In 1566 William Cecil sent Rokeby into Scotland to gain the confidence of Mary, Queen of Scots and Lord Darnley. On the way he visited Lascelles at Sowerby. His mission was to learn the names of Mary's friends in England. Rokeby tried to get employment in the service of Lord Darnley. Mary's secretary, Claude Nau, wrote that "Ruxby" gave Mary an ivory locket depicting the crucifixion.

On 2 July, Rokeby made contact with an English diplomat in Edinburgh, Henry Killigrew, who had been sent to congratulate Mary on the birth of her son. Killigrew complained about Rokeby's presence in Edinburgh. Sir Robert Melville, the Scottish ambassador in London, had guessed that Rokeby was an imposter and Cecil's agent. Rokeby's mission was revealed, and he was arrested by Captain Lauder on 3 July. His companions, Thomas Wright and John Turner, were released, but Rokeby was imprisoned at Spynie Palace for 20 months.

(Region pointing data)
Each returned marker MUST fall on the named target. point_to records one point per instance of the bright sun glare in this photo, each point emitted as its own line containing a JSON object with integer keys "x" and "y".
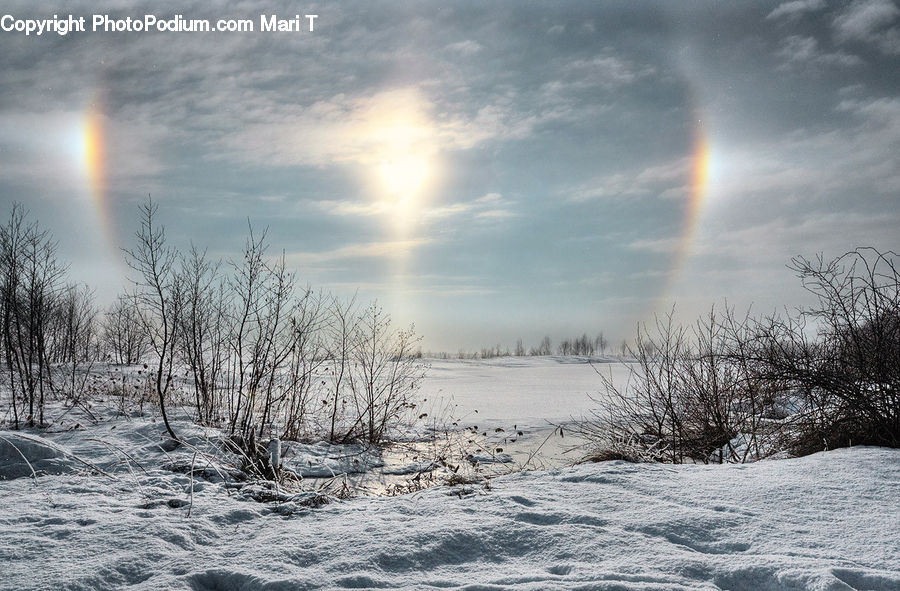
{"x": 403, "y": 176}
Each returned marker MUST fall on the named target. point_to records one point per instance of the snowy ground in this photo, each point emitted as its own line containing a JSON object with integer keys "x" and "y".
{"x": 828, "y": 521}
{"x": 527, "y": 391}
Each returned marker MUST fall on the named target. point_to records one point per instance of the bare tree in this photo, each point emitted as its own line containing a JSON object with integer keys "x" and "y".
{"x": 158, "y": 297}
{"x": 123, "y": 333}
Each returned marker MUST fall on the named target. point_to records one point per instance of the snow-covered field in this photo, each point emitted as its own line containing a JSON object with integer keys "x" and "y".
{"x": 827, "y": 521}
{"x": 526, "y": 391}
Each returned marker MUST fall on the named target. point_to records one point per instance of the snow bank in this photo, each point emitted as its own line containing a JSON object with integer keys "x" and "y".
{"x": 323, "y": 460}
{"x": 29, "y": 455}
{"x": 824, "y": 522}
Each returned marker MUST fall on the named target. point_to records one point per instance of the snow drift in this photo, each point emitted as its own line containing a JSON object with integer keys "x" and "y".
{"x": 827, "y": 522}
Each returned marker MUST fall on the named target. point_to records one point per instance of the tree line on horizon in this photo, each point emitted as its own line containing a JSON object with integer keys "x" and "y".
{"x": 239, "y": 342}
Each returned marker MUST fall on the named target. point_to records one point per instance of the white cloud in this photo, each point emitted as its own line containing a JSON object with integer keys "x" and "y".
{"x": 803, "y": 52}
{"x": 870, "y": 21}
{"x": 795, "y": 8}
{"x": 386, "y": 249}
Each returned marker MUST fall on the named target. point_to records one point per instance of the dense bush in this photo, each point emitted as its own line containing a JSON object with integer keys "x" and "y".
{"x": 738, "y": 390}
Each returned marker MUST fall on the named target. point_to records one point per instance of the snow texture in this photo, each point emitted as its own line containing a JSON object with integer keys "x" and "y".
{"x": 826, "y": 522}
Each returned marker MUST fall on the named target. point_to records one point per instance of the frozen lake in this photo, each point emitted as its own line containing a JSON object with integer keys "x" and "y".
{"x": 530, "y": 392}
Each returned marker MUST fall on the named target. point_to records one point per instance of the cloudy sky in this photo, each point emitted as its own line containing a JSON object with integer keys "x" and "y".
{"x": 488, "y": 170}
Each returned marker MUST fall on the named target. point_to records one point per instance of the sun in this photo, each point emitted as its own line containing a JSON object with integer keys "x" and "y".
{"x": 403, "y": 176}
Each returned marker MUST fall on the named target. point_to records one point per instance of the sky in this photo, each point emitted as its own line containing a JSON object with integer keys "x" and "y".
{"x": 486, "y": 170}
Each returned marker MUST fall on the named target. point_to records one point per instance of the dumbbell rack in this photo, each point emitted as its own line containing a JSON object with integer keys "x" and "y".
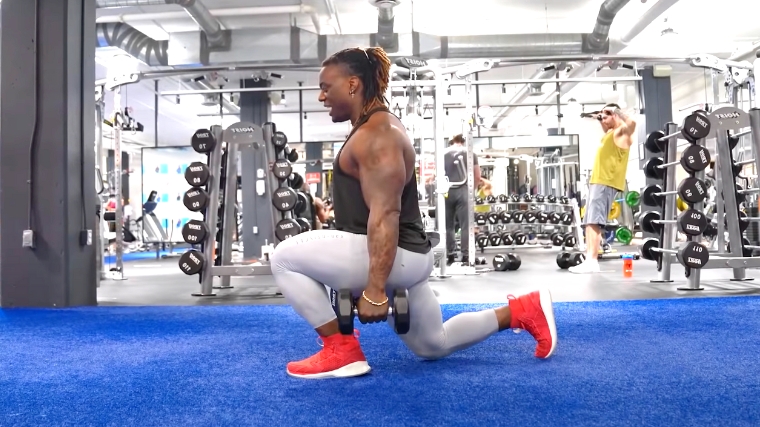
{"x": 573, "y": 238}
{"x": 207, "y": 196}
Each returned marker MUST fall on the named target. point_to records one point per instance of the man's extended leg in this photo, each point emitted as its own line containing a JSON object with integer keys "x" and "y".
{"x": 340, "y": 260}
{"x": 430, "y": 338}
{"x": 598, "y": 204}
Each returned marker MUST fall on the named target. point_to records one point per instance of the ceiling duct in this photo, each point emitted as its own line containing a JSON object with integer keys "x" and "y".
{"x": 216, "y": 37}
{"x": 385, "y": 37}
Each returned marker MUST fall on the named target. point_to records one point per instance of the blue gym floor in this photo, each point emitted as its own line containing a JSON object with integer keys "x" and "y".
{"x": 678, "y": 362}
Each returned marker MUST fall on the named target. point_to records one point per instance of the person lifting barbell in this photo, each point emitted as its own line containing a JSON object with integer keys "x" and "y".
{"x": 608, "y": 178}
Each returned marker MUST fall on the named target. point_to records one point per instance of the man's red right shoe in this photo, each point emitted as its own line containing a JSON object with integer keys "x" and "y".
{"x": 534, "y": 313}
{"x": 341, "y": 357}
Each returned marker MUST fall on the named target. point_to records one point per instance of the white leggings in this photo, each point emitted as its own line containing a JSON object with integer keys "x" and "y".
{"x": 340, "y": 260}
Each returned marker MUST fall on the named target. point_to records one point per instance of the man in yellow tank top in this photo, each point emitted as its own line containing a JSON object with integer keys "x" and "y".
{"x": 607, "y": 179}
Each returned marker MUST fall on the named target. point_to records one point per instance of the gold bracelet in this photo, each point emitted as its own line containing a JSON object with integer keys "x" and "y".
{"x": 372, "y": 302}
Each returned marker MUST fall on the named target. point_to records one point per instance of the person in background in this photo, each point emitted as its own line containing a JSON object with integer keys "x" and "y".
{"x": 455, "y": 163}
{"x": 607, "y": 179}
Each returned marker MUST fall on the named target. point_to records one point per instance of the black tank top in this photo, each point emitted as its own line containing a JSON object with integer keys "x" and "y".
{"x": 352, "y": 214}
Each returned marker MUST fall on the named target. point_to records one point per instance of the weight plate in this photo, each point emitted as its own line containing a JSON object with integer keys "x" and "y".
{"x": 195, "y": 199}
{"x": 695, "y": 158}
{"x": 191, "y": 262}
{"x": 279, "y": 140}
{"x": 646, "y": 220}
{"x": 692, "y": 222}
{"x": 196, "y": 174}
{"x": 286, "y": 229}
{"x": 692, "y": 190}
{"x": 203, "y": 141}
{"x": 284, "y": 199}
{"x": 194, "y": 232}
{"x": 695, "y": 126}
{"x": 693, "y": 255}
{"x": 653, "y": 144}
{"x": 652, "y": 168}
{"x": 282, "y": 169}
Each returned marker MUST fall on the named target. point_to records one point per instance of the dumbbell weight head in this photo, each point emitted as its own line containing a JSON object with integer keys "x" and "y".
{"x": 695, "y": 158}
{"x": 191, "y": 262}
{"x": 520, "y": 238}
{"x": 304, "y": 224}
{"x": 653, "y": 143}
{"x": 197, "y": 174}
{"x": 286, "y": 228}
{"x": 203, "y": 141}
{"x": 652, "y": 168}
{"x": 195, "y": 199}
{"x": 518, "y": 216}
{"x": 282, "y": 169}
{"x": 692, "y": 222}
{"x": 695, "y": 126}
{"x": 284, "y": 199}
{"x": 692, "y": 190}
{"x": 493, "y": 217}
{"x": 194, "y": 232}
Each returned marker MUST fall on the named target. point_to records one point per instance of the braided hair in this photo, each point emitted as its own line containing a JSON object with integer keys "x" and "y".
{"x": 372, "y": 66}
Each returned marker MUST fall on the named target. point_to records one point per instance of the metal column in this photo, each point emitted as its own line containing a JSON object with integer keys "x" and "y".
{"x": 212, "y": 213}
{"x": 668, "y": 235}
{"x": 229, "y": 222}
{"x": 727, "y": 186}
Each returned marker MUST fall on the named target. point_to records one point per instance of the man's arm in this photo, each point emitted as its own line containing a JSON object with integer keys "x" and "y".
{"x": 382, "y": 175}
{"x": 626, "y": 130}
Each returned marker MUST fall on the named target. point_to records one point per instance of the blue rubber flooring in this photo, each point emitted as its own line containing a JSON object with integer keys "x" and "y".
{"x": 688, "y": 362}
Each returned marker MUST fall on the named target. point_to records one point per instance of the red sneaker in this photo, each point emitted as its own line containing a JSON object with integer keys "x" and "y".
{"x": 533, "y": 312}
{"x": 341, "y": 356}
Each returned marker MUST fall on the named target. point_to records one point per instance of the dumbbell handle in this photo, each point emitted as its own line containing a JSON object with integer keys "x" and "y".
{"x": 667, "y": 137}
{"x": 390, "y": 311}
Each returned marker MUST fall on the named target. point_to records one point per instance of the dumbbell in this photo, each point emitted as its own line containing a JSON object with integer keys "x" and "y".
{"x": 695, "y": 158}
{"x": 493, "y": 217}
{"x": 344, "y": 305}
{"x": 494, "y": 239}
{"x": 690, "y": 254}
{"x": 691, "y": 190}
{"x": 506, "y": 262}
{"x": 566, "y": 260}
{"x": 694, "y": 127}
{"x": 690, "y": 222}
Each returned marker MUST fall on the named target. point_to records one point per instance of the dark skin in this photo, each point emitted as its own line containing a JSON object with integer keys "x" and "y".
{"x": 381, "y": 156}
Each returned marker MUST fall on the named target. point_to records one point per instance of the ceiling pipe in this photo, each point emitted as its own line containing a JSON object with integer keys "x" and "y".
{"x": 385, "y": 21}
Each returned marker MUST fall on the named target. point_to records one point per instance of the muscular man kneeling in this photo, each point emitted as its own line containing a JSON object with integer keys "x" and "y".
{"x": 379, "y": 243}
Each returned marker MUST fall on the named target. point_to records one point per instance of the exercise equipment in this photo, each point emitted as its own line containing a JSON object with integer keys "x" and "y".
{"x": 344, "y": 305}
{"x": 691, "y": 254}
{"x": 194, "y": 232}
{"x": 196, "y": 174}
{"x": 508, "y": 262}
{"x": 566, "y": 260}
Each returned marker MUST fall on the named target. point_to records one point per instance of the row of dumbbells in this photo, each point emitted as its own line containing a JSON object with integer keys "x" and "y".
{"x": 529, "y": 217}
{"x": 524, "y": 198}
{"x": 510, "y": 238}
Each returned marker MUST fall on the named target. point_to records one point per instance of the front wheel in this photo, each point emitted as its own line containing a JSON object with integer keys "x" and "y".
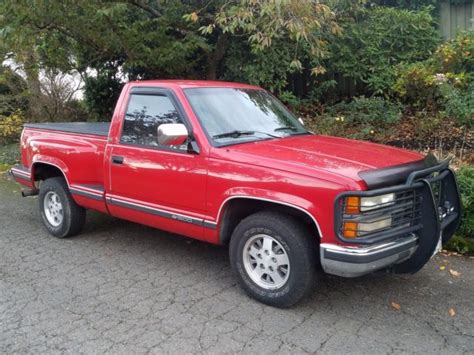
{"x": 61, "y": 216}
{"x": 274, "y": 258}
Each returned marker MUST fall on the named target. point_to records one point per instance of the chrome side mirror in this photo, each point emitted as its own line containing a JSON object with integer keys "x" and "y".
{"x": 172, "y": 134}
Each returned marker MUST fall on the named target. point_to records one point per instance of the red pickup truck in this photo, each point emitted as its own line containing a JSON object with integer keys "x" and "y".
{"x": 228, "y": 164}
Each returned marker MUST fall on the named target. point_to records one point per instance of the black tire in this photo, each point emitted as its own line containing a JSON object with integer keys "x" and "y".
{"x": 299, "y": 245}
{"x": 73, "y": 215}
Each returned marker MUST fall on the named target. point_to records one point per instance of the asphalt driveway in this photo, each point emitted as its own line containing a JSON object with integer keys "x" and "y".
{"x": 123, "y": 288}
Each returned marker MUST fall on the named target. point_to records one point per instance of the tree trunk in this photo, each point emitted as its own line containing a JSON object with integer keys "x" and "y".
{"x": 30, "y": 65}
{"x": 214, "y": 58}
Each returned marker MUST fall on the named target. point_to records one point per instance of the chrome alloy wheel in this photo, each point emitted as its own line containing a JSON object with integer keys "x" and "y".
{"x": 266, "y": 261}
{"x": 53, "y": 208}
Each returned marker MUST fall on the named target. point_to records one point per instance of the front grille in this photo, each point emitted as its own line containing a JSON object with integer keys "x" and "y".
{"x": 403, "y": 212}
{"x": 428, "y": 197}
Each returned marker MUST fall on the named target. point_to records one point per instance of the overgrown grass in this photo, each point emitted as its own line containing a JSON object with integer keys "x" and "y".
{"x": 9, "y": 155}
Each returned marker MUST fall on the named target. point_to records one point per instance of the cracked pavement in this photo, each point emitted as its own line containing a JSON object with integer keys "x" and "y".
{"x": 122, "y": 288}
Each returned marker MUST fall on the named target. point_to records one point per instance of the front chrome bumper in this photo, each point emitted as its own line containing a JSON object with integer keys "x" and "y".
{"x": 356, "y": 261}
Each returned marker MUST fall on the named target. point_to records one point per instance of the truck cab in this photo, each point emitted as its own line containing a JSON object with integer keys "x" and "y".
{"x": 227, "y": 163}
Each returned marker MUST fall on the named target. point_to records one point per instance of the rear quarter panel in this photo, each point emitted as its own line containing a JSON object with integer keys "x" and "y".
{"x": 80, "y": 157}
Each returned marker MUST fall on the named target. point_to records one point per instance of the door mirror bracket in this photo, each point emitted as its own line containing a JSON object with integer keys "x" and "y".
{"x": 172, "y": 134}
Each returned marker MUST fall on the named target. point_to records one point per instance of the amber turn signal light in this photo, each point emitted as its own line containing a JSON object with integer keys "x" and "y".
{"x": 350, "y": 230}
{"x": 352, "y": 205}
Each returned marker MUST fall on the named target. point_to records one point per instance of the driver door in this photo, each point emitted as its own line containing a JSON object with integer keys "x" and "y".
{"x": 149, "y": 183}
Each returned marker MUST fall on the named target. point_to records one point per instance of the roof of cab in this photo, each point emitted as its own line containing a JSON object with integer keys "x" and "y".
{"x": 186, "y": 84}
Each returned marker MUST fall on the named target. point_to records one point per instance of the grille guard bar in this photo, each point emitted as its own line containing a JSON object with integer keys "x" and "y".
{"x": 419, "y": 181}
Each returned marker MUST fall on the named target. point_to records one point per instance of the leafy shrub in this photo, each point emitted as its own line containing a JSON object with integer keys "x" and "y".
{"x": 361, "y": 118}
{"x": 444, "y": 82}
{"x": 466, "y": 187}
{"x": 376, "y": 39}
{"x": 11, "y": 127}
{"x": 367, "y": 111}
{"x": 415, "y": 84}
{"x": 458, "y": 103}
{"x": 457, "y": 55}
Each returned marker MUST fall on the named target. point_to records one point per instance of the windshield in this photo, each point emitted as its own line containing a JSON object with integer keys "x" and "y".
{"x": 231, "y": 115}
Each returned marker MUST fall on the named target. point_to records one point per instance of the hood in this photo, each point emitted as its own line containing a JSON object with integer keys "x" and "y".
{"x": 340, "y": 156}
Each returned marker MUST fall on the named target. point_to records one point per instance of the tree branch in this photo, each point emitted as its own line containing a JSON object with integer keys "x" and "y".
{"x": 146, "y": 7}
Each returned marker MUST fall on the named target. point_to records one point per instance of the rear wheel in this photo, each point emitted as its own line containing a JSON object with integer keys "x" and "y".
{"x": 274, "y": 258}
{"x": 61, "y": 216}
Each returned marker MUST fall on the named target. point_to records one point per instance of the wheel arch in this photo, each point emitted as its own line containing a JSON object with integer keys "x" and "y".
{"x": 236, "y": 208}
{"x": 42, "y": 170}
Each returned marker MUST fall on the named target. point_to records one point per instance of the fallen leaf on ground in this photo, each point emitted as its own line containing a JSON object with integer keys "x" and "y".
{"x": 454, "y": 273}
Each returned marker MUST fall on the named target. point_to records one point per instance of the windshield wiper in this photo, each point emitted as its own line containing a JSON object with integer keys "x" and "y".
{"x": 286, "y": 128}
{"x": 239, "y": 133}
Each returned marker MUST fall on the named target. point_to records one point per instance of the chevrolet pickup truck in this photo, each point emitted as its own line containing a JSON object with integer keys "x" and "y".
{"x": 228, "y": 164}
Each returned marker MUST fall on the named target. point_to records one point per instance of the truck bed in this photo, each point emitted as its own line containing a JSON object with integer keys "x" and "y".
{"x": 91, "y": 128}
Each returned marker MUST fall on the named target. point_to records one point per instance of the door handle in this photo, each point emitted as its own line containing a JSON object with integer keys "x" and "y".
{"x": 117, "y": 160}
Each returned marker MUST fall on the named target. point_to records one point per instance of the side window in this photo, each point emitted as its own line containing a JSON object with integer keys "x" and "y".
{"x": 144, "y": 114}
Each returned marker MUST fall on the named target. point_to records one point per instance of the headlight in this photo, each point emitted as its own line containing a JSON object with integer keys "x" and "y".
{"x": 371, "y": 203}
{"x": 355, "y": 204}
{"x": 359, "y": 224}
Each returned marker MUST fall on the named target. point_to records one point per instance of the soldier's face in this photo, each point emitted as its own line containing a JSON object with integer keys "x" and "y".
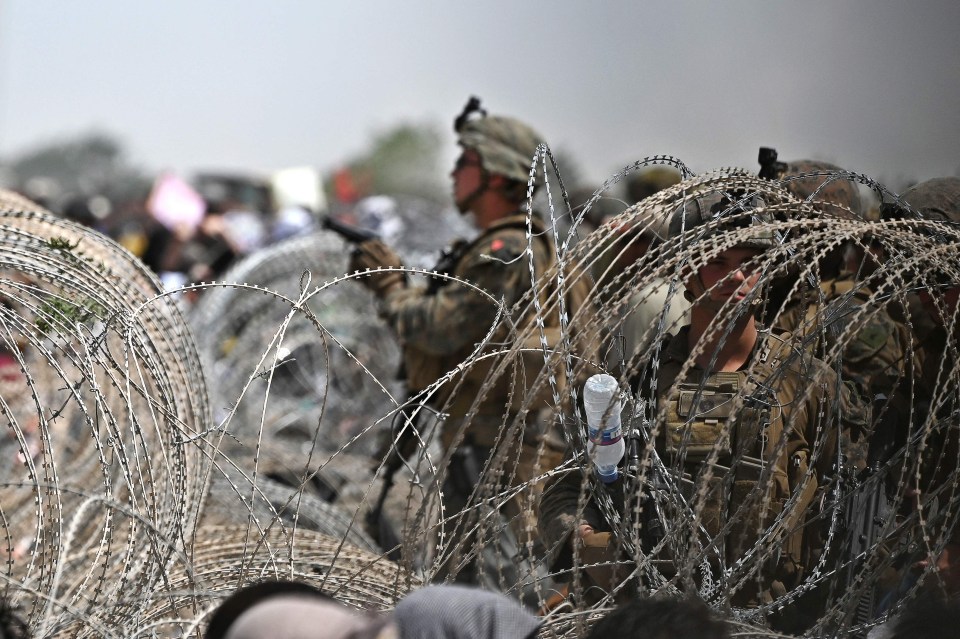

→ **REQUIREMENT**
Go on with the passage about Rokeby's mission to Scotland, starting right after its last sentence.

→ **RESULT OF THIS TASK**
Wright returned to England and explained to officials at Berwick-upon-Tweed that he and Turner had spoken to Lord Darnley while he was riding between Leith and Edinburgh, and they knew the Standen brothers who served Darnley. Among Rokeby's papers were letters from Cecil, including, according to Claude Nau, a gift of £100 yearly.

Mary wrote to William Cecil in October. The "strange dealinges of ane Inglisman namyt Rewkisby" had shaken her good opinion of him. However, her trust was restored by the reports of Sir Robert Melville and she invited Cecil to attend and assist at the baptism of her son. Cecil did not attend.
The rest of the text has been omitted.